- [Written instruction]: Format the lines of the listing below as a numbered list, beginning at the line that contains "Where can the forehead" and continuing through the end of the listing, with blank lines omitted.

=======

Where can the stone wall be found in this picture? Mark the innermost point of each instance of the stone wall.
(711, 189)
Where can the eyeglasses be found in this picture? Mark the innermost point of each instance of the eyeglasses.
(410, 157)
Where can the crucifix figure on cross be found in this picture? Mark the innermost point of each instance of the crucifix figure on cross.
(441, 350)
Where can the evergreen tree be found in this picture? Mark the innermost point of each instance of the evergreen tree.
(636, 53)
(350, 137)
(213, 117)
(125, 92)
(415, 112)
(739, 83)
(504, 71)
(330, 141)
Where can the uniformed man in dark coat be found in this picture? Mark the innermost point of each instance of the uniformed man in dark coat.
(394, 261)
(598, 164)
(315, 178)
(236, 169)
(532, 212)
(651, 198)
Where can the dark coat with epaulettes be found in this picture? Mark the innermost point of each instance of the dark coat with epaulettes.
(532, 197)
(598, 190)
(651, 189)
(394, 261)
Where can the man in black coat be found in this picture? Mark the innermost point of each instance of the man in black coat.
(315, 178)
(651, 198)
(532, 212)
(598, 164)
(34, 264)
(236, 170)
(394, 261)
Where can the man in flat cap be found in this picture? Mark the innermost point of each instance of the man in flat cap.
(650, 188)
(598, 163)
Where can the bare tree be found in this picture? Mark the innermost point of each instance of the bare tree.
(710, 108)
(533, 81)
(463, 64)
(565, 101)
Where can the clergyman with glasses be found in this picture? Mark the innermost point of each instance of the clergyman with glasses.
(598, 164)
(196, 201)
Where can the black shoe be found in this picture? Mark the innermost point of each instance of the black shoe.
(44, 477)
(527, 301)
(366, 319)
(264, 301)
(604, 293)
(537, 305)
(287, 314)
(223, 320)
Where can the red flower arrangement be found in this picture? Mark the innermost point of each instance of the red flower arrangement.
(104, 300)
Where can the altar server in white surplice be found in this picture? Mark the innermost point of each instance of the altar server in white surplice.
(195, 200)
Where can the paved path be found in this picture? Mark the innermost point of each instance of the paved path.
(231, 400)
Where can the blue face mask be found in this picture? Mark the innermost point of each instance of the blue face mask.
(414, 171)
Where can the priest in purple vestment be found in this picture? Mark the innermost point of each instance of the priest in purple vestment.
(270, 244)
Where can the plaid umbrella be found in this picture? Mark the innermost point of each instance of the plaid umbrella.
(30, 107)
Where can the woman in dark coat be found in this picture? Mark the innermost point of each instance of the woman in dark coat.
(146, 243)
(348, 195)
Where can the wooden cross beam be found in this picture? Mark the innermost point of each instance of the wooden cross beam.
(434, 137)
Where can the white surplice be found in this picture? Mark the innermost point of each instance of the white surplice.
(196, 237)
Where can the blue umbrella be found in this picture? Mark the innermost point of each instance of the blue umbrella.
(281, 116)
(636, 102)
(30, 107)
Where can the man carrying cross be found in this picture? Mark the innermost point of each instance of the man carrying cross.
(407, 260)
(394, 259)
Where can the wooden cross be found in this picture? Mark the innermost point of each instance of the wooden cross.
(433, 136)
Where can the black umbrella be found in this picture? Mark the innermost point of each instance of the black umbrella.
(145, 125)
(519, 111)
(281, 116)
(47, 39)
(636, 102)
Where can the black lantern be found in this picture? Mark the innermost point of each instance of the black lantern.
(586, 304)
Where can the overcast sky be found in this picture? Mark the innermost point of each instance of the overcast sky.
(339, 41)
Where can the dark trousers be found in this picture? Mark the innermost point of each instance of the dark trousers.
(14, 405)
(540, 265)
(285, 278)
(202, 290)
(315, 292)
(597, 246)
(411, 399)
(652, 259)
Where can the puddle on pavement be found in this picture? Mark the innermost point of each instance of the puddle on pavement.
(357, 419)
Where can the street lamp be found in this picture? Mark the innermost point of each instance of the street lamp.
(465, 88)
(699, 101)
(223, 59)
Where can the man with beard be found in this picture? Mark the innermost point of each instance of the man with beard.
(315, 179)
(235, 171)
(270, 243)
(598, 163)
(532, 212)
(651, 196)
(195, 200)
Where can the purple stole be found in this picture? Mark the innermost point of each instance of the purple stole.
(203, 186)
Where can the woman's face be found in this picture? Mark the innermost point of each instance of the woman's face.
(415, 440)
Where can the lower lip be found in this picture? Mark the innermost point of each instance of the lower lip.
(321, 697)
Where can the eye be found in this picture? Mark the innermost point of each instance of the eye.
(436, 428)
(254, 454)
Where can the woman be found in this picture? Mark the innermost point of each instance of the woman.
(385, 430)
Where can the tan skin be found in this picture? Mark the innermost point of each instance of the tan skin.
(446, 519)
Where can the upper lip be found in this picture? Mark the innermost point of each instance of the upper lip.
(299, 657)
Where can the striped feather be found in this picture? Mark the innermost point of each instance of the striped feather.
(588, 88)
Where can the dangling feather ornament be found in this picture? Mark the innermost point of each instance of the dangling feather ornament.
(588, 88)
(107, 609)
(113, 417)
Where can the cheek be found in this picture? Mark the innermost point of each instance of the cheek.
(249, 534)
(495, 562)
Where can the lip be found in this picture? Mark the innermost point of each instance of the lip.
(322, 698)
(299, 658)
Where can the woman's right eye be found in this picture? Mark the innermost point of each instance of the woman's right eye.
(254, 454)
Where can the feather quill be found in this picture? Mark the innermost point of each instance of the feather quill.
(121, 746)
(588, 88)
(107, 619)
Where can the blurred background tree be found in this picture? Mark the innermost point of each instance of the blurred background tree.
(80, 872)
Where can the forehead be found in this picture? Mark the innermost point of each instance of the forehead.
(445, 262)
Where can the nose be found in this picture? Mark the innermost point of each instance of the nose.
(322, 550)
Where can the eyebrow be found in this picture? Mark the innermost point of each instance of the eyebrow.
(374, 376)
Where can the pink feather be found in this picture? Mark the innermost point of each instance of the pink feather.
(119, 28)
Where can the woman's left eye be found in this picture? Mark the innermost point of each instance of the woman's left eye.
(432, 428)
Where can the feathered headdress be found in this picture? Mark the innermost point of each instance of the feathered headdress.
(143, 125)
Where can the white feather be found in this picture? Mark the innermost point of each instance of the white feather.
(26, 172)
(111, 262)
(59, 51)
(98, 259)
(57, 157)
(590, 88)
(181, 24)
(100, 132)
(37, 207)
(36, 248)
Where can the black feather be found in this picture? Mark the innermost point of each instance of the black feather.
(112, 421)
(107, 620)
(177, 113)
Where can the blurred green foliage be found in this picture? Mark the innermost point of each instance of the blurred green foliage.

=======

- [Result of the exercise]:
1. Where can the forehead be found in this picture? Mark the innermost point of each instance of the forehead.
2. (445, 262)
3. Where can the nose be found in this picture? Mark the innermost point of each instance of the nose.
4. (322, 550)
5. Where can the eyebrow be found in this picture? Mark the innermost point of each instance of the eyebrow.
6. (374, 376)
7. Where can the pink feather be found in this picture? Mark the innermost point of each instance of the pink feather.
8. (119, 28)
9. Where can the woman's left eye be found in this picture? Mark the innermost point of each instance of the woman's left eye.
10. (432, 428)
11. Where can the feathered headdress be found in this picture? Mark the innermost point of each instance of the feathered headdress.
12. (143, 125)
13. Where can the white feather be found in this picture? Mark the innermost point of each instance of the white feather.
14. (26, 172)
15. (111, 262)
16. (59, 51)
17. (98, 259)
18. (57, 157)
19. (590, 88)
20. (181, 24)
21. (100, 132)
22. (37, 207)
23. (36, 248)
24. Where can the black feather be found in this picture? Mark the innermost point of each instance of the black feather.
25. (112, 421)
26. (107, 620)
27. (177, 113)
28. Where can the blurred green foliage be found in this picture? Mark the innermost point of each instance of the blurred green foliage.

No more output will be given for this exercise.